GIVEN PASSAGE ▸
- Born: Somizi Buyani Mhlongo 23 December 1972 (age 53) Soweto, Gauteng, South Africa
- Other name: Somgaga
- Occupations: Choreographer; actor; singer; media personality; television presenter; businessman; socialite;
- Years active: 1978–present
- Known for: Idols South Africa (judge), Sarafina
- Political party: African National Congress
- Partner: Mohale Motaung ​(m. 2019⁠–⁠2021)​
- Children: 1
- Parent(s): Ndaba Mhlongo (father) Mary Twala (mother)

= Somizi Mhlongo =

South African television personality (born 1972)

Somizi Buyani Mhlongo (born 23 December 1972) known monomously as Somizi is a South African media personality, actor and socialite. In 1992, he appeared on the musical and political film, Sarafina! which gained him prominence. Mhlongo became lead choreographer for numerous shows and events, including the opening and closing ceremonies for the 2010 FIFA World Cup and 2013 Africa Cup of Nations.

After starring and taking part in the choreography of Sarafina!, Mhlongo also appeared in several films including drama film Cry, the Beloved Country (1995) as well as various television shows, including Idols South Africa and V Entertainment.

== Early life ==
Somizi Buyani Mhlongo was born on 23 December 1972, in Soweto, the largest township in Johannesburg, to South African actress Mary Twala and actor and comedian Ndaba Mhlongo. Through the influence of his parents, he became exposed to the entertainment industry at a young age. He had one sibling, a brother named Archie, who was fatally stabbed in 1985.

OBJECTIVE A ▸
Answer these from the Somizi Mhlongo article:
(i) In what year did Mhlongo appear in the film Sarafina!?
(ii) What was the name of Mhlongo's brother?
(iii) In what year was Cry, the Beloved Country released?
OBJECTIVE B ▸
Write the next part of the Somizi Mhlongo article, starting after its final sentence.
The rows that come next aren't needed.

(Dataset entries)
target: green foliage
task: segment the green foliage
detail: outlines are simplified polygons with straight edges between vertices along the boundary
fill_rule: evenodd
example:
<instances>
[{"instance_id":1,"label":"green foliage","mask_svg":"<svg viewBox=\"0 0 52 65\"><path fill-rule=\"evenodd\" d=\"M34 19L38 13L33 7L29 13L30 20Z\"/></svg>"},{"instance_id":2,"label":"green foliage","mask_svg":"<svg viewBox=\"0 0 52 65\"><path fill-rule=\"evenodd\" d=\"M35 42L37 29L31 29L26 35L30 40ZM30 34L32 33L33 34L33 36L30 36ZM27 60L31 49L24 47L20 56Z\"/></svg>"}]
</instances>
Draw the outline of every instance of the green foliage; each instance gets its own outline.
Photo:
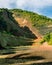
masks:
<instances>
[{"instance_id":1,"label":"green foliage","mask_svg":"<svg viewBox=\"0 0 52 65\"><path fill-rule=\"evenodd\" d=\"M52 33L47 33L40 43L48 42L49 45L52 45Z\"/></svg>"},{"instance_id":2,"label":"green foliage","mask_svg":"<svg viewBox=\"0 0 52 65\"><path fill-rule=\"evenodd\" d=\"M27 19L32 23L34 27L36 27L42 35L45 35L47 32L52 32L52 28L48 28L49 25L52 25L52 19L38 15L37 13L21 10L21 9L13 9L10 10L16 17L21 17Z\"/></svg>"},{"instance_id":3,"label":"green foliage","mask_svg":"<svg viewBox=\"0 0 52 65\"><path fill-rule=\"evenodd\" d=\"M23 45L31 45L32 42L30 39L26 39L24 37L17 37L6 31L0 32L0 45L3 48L12 47L12 46L23 46Z\"/></svg>"}]
</instances>

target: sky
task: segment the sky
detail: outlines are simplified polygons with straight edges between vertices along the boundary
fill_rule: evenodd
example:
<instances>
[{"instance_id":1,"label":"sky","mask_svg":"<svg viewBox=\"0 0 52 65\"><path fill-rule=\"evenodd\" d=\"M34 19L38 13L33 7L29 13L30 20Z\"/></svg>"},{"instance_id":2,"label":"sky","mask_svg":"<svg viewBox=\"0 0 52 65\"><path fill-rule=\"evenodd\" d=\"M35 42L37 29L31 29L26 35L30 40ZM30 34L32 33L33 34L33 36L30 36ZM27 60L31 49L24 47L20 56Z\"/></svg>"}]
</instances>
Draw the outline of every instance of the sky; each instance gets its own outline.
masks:
<instances>
[{"instance_id":1,"label":"sky","mask_svg":"<svg viewBox=\"0 0 52 65\"><path fill-rule=\"evenodd\" d=\"M52 0L0 0L0 8L18 8L52 18Z\"/></svg>"}]
</instances>

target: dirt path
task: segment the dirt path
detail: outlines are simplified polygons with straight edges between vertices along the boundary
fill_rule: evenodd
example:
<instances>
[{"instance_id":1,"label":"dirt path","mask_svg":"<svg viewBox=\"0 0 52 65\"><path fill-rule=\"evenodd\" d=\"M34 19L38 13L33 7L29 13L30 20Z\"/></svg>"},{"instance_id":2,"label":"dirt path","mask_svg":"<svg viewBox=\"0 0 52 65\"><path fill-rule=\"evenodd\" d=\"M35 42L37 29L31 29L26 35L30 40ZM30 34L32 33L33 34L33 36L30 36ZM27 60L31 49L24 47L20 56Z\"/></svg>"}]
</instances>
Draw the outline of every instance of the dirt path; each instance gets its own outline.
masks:
<instances>
[{"instance_id":1,"label":"dirt path","mask_svg":"<svg viewBox=\"0 0 52 65\"><path fill-rule=\"evenodd\" d=\"M16 17L15 15L13 15L13 17L21 27L27 26L32 31L32 33L37 36L37 38L42 38L42 35L35 27L32 26L31 22L28 22L26 19Z\"/></svg>"},{"instance_id":2,"label":"dirt path","mask_svg":"<svg viewBox=\"0 0 52 65\"><path fill-rule=\"evenodd\" d=\"M25 47L26 48L26 47ZM52 46L30 46L28 50L20 50L17 51L15 54L8 54L8 55L0 55L0 58L38 58L42 57L44 59L34 60L28 63L43 63L43 62L52 62Z\"/></svg>"}]
</instances>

TASK OUTPUT A ▸
(i) 1992
(ii) Archie
(iii) 1995

TASK OUTPUT B ▸
== Career ==
=== Film and television ===
Mhlongo's acting career began when he was 13, appearing on the film Scavengers in 1987. In 1992, he then joined the musical and political film, Sarafina! in which he played a character by the name of Fire, but nicknamed "Whacko". He also appeared in films including Kein Himmel über Afrika (1993) and Cry, the Beloved Country (1995).

Mhlongo was featured on the television series Tarzan: The Epic Adventures in 1996. His biggest judging duty was when he was appointed as the new judge for the eleventh season of Idols South Africa. He was also a lead judge on the former SABC 1 competition show Dance Your Butt Off alongside actress and dancer Khabonina Qubeka. In 2016, Mhlongo premiered his reality show Living the Dream with Somizi which aired on Mzansi Magic. Other TV credits include City Ses'la, Ayeye and 10 Over 10.

Mhlongo hosted various award shows notably being the South African Music Awards where he co-hosted for 3 consecutive years (2016, 2017 and 2018). On 26 April 2018, Mhlongo was the featured roastee in Comedy Central's annual roast special.

He co-hosted KZN Entertainment Awards on 15 December 2020 with Pearl Thusi.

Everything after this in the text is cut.